Data to examine:
*** Block opens ***
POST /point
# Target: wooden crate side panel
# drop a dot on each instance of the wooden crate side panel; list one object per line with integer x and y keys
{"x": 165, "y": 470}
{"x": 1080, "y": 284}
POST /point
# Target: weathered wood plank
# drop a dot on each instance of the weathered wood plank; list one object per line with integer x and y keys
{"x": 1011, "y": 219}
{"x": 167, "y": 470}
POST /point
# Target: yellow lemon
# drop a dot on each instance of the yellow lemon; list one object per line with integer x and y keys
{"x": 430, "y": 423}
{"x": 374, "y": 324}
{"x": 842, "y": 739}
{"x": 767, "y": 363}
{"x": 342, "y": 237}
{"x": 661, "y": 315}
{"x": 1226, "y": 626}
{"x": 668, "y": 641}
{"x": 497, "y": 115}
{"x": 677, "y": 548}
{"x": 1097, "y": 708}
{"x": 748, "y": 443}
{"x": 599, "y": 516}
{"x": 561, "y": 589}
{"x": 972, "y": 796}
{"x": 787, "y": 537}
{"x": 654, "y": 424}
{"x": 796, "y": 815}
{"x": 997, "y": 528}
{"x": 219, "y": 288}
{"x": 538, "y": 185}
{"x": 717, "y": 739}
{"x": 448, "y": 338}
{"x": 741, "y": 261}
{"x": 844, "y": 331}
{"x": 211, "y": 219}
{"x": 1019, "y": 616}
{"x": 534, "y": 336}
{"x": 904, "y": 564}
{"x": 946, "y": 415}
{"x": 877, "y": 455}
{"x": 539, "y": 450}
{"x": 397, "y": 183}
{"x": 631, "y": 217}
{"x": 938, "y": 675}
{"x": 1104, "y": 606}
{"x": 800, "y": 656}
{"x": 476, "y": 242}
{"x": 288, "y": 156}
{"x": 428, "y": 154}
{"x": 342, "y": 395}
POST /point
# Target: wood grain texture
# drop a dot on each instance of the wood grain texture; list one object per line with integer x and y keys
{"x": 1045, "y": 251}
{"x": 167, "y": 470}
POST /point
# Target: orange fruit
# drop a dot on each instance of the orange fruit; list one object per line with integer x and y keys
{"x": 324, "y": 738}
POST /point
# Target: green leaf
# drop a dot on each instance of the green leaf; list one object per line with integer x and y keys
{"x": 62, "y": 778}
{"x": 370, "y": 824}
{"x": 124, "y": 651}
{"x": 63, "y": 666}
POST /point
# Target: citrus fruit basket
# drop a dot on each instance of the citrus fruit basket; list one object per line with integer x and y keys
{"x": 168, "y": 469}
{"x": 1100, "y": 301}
*** Block closes ***
What is needed:
Extract, please, the lines from the start of the entries above through the one with "# Target: wood grain texture", both included, reproducing each exactly and adding nothing.

Result of the task:
POST /point
# Target: wooden crate side panel
# drop a dot on each instance of the wooden crate side panel; list one object per line with integer x and y keys
{"x": 165, "y": 470}
{"x": 1080, "y": 284}
POST /point
# Target: weathered wood plank
# drop a dot on each instance of the weathered wood plank; list one object per line with integer x and y keys
{"x": 1011, "y": 219}
{"x": 167, "y": 470}
POST /point
# Target: yellow lemon
# drop a dot on each instance of the yellow lemon; list one object per line with integer x and y keys
{"x": 430, "y": 423}
{"x": 374, "y": 324}
{"x": 842, "y": 739}
{"x": 767, "y": 363}
{"x": 342, "y": 237}
{"x": 661, "y": 315}
{"x": 1226, "y": 626}
{"x": 668, "y": 641}
{"x": 497, "y": 115}
{"x": 677, "y": 548}
{"x": 1097, "y": 708}
{"x": 748, "y": 443}
{"x": 599, "y": 516}
{"x": 561, "y": 589}
{"x": 972, "y": 796}
{"x": 787, "y": 537}
{"x": 654, "y": 424}
{"x": 796, "y": 815}
{"x": 997, "y": 528}
{"x": 219, "y": 288}
{"x": 538, "y": 185}
{"x": 717, "y": 739}
{"x": 448, "y": 338}
{"x": 741, "y": 261}
{"x": 844, "y": 331}
{"x": 211, "y": 219}
{"x": 1019, "y": 616}
{"x": 534, "y": 336}
{"x": 904, "y": 564}
{"x": 946, "y": 415}
{"x": 877, "y": 455}
{"x": 539, "y": 450}
{"x": 397, "y": 183}
{"x": 631, "y": 217}
{"x": 938, "y": 675}
{"x": 1104, "y": 606}
{"x": 800, "y": 656}
{"x": 476, "y": 242}
{"x": 288, "y": 156}
{"x": 428, "y": 154}
{"x": 342, "y": 395}
POST /point
# Target: wood grain texture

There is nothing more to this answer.